### Assignment
For the data below, give again exactly the lines from the one containing "Task: where can the blurred" through the one containing "Target: fingernail", both ends included, and no others.

### Available data
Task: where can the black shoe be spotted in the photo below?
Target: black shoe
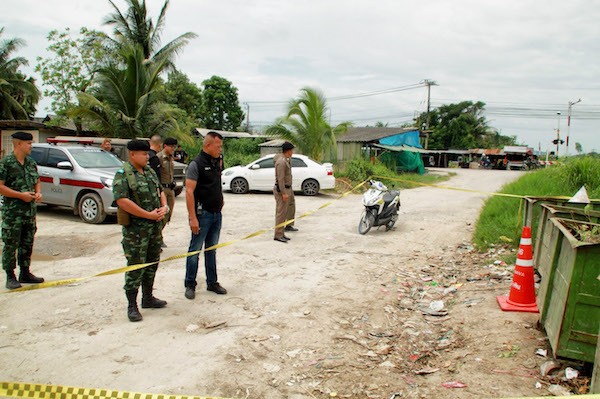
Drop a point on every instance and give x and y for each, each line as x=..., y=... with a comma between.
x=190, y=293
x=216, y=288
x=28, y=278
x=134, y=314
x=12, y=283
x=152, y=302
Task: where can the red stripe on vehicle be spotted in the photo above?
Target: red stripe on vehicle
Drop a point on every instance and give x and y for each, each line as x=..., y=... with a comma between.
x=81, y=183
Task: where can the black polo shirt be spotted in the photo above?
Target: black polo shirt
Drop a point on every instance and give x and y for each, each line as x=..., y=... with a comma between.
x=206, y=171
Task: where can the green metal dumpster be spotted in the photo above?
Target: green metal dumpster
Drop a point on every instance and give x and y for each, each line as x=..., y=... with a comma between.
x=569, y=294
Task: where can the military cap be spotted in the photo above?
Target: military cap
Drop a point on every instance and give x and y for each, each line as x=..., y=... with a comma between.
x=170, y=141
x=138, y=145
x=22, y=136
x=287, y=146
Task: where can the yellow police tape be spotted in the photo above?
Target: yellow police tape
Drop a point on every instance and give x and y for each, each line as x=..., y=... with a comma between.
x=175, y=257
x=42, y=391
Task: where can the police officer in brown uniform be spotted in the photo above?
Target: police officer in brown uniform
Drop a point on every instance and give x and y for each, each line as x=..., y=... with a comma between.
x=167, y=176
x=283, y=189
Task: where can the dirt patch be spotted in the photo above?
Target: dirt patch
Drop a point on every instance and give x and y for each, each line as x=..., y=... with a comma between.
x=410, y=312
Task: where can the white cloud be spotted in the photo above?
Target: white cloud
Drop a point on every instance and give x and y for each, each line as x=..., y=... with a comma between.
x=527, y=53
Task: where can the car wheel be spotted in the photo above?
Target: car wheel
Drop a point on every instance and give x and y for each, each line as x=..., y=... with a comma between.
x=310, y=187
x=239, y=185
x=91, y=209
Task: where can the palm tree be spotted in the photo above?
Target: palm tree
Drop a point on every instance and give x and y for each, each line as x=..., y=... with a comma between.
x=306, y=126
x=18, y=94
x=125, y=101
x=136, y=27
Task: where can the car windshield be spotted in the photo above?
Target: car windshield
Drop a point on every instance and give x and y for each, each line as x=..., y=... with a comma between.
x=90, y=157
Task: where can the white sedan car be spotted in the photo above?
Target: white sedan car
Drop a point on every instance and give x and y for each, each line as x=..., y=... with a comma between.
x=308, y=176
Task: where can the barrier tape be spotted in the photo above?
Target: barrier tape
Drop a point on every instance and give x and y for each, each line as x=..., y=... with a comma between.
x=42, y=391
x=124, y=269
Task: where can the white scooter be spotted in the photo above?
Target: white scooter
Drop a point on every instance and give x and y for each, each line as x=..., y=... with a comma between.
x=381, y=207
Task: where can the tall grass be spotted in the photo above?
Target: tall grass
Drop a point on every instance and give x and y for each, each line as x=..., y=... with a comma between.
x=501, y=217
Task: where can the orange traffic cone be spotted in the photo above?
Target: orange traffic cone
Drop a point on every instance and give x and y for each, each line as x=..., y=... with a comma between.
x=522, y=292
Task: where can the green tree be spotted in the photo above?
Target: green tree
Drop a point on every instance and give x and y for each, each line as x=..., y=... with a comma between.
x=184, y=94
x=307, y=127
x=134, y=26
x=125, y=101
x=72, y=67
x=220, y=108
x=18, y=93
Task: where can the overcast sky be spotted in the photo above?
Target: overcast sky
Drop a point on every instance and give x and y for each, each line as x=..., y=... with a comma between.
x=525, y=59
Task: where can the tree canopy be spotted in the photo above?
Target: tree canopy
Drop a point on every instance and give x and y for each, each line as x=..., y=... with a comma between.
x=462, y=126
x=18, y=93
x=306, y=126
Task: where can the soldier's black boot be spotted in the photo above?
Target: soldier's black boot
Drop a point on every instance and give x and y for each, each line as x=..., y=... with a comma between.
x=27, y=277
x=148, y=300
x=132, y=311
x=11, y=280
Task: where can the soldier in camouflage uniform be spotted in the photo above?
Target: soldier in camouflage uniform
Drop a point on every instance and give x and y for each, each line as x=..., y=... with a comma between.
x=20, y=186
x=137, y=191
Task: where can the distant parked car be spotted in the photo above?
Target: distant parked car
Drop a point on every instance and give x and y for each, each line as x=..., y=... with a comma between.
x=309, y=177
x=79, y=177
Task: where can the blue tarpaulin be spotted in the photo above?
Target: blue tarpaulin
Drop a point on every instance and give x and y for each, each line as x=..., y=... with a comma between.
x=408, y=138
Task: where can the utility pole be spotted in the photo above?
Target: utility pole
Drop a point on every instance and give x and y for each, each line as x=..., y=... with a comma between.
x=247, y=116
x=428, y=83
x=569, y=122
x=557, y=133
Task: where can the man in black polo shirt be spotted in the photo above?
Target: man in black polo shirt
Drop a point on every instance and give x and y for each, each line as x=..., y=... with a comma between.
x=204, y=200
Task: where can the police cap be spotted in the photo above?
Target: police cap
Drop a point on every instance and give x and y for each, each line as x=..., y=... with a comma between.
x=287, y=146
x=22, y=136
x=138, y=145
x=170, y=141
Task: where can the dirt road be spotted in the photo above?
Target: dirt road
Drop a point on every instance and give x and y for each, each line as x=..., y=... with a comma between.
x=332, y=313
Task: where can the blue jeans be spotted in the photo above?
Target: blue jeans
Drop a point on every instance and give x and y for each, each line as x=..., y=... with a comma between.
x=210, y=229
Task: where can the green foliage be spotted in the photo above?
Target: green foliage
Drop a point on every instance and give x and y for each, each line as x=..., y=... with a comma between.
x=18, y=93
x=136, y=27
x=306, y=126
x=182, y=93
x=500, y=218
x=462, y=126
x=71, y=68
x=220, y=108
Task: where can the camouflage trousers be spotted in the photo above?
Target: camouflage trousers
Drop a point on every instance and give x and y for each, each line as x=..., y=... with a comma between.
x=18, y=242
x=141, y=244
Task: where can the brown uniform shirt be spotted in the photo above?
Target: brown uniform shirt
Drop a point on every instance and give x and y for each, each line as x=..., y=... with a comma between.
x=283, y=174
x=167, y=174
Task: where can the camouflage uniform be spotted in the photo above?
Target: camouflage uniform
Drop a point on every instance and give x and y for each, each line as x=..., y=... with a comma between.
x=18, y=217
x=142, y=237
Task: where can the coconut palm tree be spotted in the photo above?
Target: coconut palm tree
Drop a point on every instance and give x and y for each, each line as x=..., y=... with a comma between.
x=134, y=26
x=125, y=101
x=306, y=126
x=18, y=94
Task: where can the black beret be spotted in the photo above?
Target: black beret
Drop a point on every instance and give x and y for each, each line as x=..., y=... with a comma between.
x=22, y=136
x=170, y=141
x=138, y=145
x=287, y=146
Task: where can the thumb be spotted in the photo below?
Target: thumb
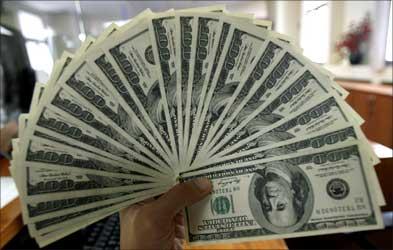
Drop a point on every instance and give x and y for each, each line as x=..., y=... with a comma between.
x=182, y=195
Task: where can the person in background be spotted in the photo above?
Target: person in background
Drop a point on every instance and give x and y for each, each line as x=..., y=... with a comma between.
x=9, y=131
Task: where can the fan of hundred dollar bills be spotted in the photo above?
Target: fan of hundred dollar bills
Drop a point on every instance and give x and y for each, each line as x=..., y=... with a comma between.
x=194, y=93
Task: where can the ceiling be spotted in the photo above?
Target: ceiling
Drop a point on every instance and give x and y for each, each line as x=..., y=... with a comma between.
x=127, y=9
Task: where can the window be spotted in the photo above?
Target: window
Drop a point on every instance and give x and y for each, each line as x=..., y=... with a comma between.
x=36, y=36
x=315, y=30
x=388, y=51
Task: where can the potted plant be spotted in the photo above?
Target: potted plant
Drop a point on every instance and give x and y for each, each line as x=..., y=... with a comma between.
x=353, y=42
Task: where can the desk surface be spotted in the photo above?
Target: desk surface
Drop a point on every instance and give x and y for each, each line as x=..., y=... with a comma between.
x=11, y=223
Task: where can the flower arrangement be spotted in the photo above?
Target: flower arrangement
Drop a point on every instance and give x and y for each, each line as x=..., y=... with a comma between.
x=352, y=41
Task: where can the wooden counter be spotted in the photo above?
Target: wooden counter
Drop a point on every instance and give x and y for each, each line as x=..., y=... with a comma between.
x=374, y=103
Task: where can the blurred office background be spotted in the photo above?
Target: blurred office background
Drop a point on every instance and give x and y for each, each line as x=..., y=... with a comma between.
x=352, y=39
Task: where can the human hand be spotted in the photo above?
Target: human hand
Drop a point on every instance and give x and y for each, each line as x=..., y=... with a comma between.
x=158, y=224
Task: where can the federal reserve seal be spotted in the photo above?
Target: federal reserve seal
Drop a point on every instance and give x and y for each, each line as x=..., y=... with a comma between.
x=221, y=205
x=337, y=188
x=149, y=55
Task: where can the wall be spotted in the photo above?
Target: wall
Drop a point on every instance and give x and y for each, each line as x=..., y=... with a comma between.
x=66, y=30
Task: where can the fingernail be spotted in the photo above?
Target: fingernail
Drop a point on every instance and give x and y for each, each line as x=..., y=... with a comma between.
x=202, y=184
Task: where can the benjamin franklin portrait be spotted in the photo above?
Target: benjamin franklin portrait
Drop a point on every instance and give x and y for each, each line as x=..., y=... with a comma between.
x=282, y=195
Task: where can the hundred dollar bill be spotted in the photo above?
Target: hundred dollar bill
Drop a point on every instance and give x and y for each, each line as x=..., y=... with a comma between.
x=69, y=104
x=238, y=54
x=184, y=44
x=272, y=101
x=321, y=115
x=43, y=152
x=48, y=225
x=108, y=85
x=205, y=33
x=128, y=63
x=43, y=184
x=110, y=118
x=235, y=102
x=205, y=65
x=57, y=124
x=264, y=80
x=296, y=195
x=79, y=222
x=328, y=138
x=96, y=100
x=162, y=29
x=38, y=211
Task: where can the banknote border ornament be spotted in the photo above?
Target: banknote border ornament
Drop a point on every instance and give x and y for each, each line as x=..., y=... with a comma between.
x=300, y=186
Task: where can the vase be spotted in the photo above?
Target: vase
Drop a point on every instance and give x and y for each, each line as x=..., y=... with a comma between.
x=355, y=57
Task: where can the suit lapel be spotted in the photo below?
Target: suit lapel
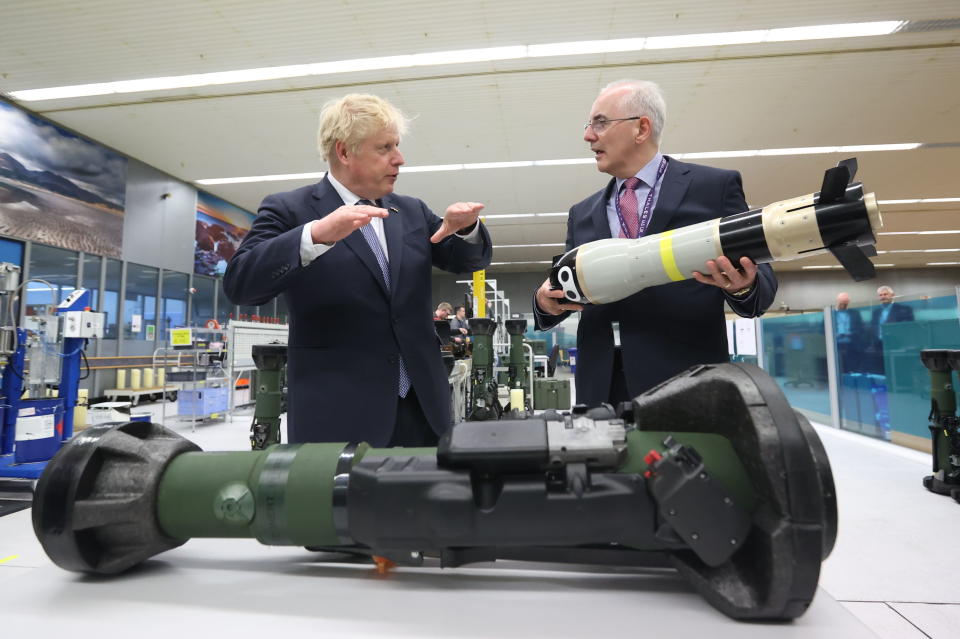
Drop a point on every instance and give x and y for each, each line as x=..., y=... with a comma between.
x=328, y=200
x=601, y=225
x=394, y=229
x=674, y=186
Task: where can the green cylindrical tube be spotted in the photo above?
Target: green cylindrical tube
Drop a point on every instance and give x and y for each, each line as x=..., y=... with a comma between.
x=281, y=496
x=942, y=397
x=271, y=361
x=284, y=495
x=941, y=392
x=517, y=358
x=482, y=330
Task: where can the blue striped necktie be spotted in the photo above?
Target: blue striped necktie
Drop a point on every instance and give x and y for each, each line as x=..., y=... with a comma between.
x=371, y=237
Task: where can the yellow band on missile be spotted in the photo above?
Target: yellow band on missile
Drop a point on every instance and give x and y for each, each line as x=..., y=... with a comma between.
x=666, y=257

### Output for this task
Task: where can the blurred office background be spotted in the photo above?
Target: blurred office background
Drop a point on every instance and give x and y for each, each line as x=..., y=... with a comma between.
x=352, y=39
Task: where can the human hand be spotted in the photo above?
Target: human hand
Drop a point on every instance and give x and y for each, each line as x=..., y=... with a comma between.
x=158, y=224
Task: where can the federal reserve seal be spotted in the photo above?
Target: federal reserve seal
Drop a point on every instance and give x and y for each, each line as x=..., y=... with a comma between.
x=221, y=205
x=337, y=188
x=149, y=55
Task: where can the wall be spotted in the photo above?
Target: wall
Drop a point on every instance and give x and y for each, each line as x=..., y=... with a comma between.
x=66, y=30
Task: where can the fingernail be spotted in the photo above?
Target: fingernail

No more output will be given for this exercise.